### [Work to be completed]
Among the entries below, please repeat exactly and only the lines from the line containing "positive clicks: (292, 231) (298, 222)" to the line containing "negative clicks: (206, 208) (358, 172)", both lines included.

Collected data entries:
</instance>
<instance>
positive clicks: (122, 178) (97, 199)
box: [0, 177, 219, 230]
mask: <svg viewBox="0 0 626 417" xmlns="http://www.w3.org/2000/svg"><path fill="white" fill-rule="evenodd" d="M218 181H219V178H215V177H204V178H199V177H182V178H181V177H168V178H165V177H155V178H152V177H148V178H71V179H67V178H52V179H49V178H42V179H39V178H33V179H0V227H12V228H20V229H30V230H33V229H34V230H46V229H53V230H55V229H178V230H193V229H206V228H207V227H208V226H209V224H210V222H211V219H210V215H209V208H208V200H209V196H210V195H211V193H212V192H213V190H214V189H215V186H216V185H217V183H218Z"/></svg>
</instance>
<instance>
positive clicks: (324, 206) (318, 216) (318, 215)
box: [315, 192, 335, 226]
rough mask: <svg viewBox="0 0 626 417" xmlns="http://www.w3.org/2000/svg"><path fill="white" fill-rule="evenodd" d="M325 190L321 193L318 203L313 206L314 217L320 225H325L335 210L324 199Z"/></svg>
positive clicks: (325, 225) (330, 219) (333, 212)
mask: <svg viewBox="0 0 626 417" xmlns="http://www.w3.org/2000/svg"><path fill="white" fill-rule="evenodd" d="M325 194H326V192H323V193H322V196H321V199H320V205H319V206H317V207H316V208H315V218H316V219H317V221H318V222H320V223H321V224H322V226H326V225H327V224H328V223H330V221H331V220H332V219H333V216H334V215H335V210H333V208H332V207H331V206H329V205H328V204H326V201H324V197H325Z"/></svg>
* * *
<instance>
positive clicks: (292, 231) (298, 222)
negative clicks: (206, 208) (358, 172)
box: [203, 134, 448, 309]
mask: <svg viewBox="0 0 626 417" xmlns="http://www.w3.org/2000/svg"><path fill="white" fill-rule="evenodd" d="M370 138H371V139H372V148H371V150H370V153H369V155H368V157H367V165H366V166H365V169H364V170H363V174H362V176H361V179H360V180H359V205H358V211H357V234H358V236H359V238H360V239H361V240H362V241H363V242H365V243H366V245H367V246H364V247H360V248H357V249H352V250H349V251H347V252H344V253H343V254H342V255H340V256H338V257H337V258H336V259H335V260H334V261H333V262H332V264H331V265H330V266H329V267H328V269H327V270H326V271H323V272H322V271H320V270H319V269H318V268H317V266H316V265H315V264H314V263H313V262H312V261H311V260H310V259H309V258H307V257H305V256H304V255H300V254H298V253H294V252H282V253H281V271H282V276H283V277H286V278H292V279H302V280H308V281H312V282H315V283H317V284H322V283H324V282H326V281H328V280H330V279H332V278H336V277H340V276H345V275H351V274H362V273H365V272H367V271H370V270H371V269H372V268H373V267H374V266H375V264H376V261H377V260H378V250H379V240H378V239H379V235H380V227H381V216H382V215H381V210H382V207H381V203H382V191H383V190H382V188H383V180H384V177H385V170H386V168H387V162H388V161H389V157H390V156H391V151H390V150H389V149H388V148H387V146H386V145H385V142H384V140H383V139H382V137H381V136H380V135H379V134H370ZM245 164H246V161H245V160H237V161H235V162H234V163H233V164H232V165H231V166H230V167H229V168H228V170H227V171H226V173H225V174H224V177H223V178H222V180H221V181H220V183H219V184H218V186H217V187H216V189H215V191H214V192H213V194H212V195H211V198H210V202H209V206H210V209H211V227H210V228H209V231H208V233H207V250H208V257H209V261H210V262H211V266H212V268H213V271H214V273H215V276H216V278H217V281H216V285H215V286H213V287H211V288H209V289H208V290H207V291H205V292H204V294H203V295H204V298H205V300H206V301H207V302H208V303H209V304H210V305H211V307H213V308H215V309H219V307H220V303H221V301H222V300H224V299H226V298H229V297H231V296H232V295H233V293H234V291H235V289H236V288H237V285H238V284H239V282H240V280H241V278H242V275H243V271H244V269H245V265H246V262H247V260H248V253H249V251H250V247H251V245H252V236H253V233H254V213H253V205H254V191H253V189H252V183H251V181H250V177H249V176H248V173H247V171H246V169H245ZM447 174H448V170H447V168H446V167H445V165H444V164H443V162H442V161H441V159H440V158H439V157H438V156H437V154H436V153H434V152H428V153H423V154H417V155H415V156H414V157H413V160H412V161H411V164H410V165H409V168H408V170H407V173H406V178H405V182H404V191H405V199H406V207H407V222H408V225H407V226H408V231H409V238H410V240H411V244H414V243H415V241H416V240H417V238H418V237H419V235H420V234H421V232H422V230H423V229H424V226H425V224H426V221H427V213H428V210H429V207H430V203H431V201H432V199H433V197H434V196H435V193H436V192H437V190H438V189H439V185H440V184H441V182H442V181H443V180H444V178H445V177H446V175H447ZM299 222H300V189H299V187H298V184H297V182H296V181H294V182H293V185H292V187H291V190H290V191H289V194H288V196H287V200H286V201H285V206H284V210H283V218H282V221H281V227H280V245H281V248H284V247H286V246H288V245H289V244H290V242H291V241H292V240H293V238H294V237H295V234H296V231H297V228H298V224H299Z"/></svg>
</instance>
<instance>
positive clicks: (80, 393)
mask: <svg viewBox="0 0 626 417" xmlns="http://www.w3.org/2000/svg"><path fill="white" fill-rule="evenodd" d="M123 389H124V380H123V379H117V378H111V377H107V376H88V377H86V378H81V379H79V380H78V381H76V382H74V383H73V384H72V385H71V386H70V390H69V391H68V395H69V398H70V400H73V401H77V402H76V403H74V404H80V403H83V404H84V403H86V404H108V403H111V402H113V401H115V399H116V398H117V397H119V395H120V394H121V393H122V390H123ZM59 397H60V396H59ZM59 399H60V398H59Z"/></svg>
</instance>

### [Answer section]
positive clicks: (292, 231) (298, 222)
negative clicks: (206, 208) (358, 172)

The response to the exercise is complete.